Assignment:
Search the entries for lines that contain the word "below", and report each one found.

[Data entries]
※
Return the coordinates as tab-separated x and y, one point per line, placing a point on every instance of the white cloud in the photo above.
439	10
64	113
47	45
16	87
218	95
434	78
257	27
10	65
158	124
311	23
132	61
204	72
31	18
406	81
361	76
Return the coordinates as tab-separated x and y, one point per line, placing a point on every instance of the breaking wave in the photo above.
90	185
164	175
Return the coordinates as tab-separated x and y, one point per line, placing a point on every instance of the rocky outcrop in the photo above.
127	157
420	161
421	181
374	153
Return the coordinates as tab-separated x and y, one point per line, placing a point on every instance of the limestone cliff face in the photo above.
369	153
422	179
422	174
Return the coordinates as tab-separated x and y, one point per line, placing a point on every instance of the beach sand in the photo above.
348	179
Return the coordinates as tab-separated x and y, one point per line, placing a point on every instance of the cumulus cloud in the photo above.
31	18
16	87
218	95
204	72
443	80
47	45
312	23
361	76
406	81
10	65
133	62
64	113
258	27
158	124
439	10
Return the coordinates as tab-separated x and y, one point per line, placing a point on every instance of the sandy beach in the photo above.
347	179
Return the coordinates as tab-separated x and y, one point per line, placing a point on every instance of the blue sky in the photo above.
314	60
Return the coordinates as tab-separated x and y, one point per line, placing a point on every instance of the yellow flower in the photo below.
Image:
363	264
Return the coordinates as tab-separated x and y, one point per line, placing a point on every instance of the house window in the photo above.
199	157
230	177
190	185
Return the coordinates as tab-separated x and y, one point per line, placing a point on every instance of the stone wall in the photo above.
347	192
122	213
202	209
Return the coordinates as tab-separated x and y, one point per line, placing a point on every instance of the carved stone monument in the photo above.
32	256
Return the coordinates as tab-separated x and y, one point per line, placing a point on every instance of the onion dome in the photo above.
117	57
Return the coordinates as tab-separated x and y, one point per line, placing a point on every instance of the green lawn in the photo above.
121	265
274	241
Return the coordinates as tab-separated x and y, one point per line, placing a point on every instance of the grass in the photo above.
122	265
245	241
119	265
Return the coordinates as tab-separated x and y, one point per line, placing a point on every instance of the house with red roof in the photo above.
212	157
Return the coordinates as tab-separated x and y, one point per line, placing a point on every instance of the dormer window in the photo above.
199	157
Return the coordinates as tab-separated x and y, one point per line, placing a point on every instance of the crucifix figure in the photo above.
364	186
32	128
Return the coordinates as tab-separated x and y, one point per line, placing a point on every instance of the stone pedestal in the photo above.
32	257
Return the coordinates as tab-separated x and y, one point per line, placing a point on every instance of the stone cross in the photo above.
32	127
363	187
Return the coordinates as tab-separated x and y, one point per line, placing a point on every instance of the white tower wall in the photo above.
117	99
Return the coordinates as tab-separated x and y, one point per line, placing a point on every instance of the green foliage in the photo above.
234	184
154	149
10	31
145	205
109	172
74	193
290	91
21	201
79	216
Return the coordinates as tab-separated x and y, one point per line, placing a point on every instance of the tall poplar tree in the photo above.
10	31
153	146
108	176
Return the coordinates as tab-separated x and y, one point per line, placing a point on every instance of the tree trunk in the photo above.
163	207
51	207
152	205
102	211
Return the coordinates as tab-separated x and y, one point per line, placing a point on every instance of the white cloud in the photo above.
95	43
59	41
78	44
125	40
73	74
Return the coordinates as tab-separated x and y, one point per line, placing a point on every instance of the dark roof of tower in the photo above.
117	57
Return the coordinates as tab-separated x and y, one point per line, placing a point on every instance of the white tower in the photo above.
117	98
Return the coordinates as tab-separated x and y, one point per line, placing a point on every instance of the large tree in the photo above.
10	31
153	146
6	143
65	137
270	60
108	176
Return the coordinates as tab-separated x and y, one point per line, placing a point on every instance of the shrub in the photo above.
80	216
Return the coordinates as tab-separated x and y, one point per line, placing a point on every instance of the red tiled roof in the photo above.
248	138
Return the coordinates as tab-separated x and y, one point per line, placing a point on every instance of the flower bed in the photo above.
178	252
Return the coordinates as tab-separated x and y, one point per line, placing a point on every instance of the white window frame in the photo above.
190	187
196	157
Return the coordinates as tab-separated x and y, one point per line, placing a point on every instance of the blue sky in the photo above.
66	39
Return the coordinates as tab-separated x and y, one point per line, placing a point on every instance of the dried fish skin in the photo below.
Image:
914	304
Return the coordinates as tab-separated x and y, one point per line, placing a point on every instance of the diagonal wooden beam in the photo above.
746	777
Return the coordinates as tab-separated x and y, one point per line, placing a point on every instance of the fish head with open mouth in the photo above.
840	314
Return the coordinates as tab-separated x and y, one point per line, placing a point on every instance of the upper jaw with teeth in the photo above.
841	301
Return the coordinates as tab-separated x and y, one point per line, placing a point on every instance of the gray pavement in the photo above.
※
Final answer:
Return the coordinates as tab-separated x and y, one point per line, placing a point on every instance of the yellow flower in the photo below.
Return the coordinates as tab-separated x and y, one point per line, placing a point on every instance of the dried fish skin in the photo below.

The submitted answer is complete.